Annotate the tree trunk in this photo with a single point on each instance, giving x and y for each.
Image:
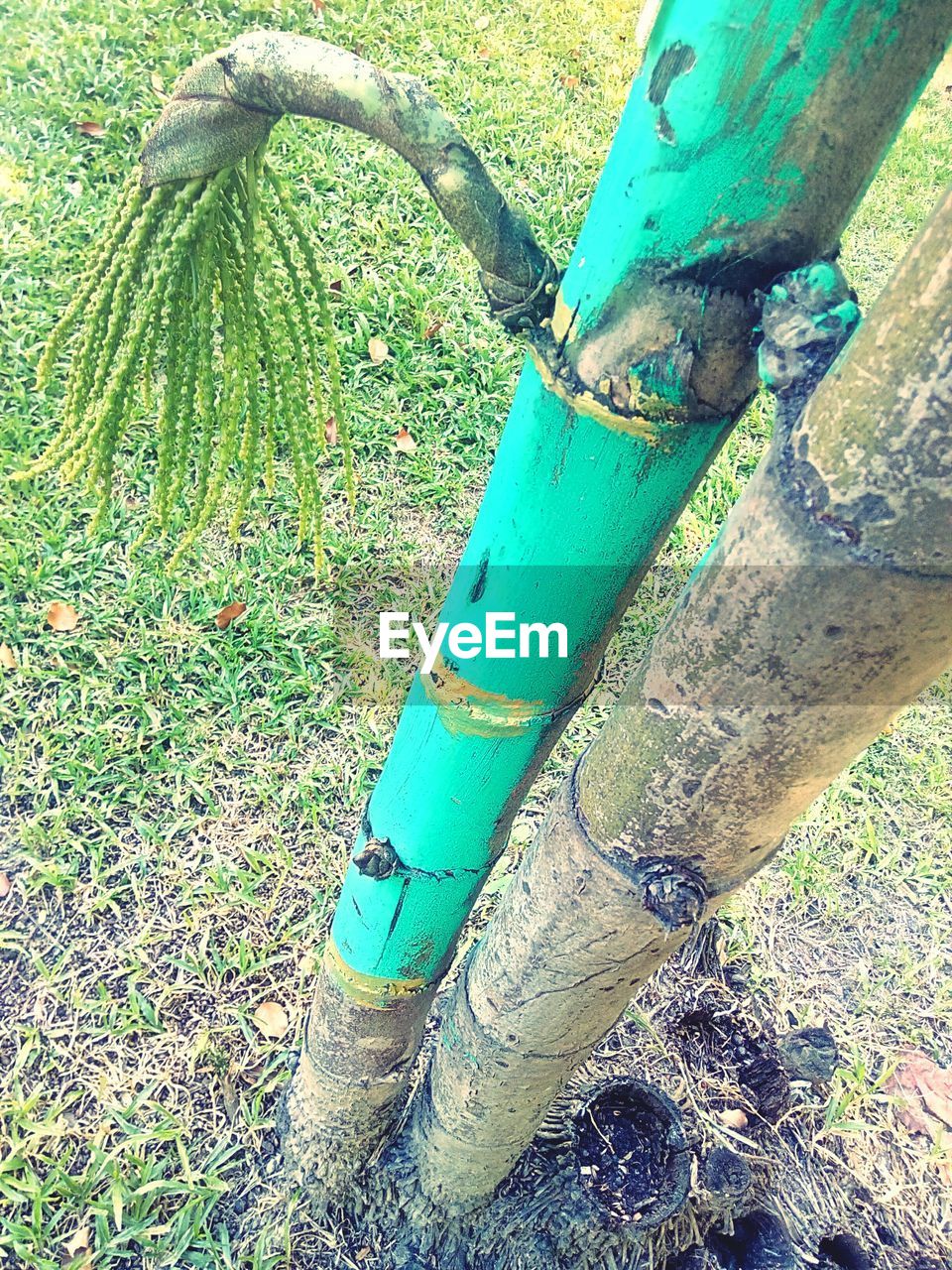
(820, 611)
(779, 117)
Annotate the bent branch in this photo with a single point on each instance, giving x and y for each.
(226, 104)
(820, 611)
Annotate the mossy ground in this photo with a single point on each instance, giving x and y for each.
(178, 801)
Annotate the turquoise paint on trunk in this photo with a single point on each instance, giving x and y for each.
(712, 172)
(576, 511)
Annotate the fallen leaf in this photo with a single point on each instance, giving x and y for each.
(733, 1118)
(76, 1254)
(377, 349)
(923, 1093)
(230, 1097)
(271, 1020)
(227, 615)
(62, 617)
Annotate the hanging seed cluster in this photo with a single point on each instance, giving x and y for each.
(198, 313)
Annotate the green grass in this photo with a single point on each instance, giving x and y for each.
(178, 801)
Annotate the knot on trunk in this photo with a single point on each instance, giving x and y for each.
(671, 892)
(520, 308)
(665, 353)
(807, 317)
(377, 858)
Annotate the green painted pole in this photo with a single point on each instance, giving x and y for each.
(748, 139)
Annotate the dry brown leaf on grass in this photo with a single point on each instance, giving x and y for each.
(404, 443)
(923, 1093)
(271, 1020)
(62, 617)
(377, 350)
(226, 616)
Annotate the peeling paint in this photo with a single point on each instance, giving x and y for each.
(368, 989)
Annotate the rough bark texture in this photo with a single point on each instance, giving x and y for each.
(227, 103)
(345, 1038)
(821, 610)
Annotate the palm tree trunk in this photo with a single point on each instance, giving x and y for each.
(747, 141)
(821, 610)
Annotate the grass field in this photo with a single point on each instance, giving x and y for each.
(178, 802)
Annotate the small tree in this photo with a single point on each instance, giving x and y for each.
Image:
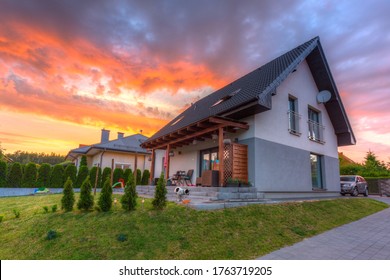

====================

▸ **Do this**
Starting at the line that contains "Annotate the small" and running through the end of the records, change "small tree" to "young tree" and keep everything else unchanged. Leave the picture out of your answer.

▸ **Exercise output**
Annotate the young tree in this photo with a single point on each instance, giving x and y for each.
Image:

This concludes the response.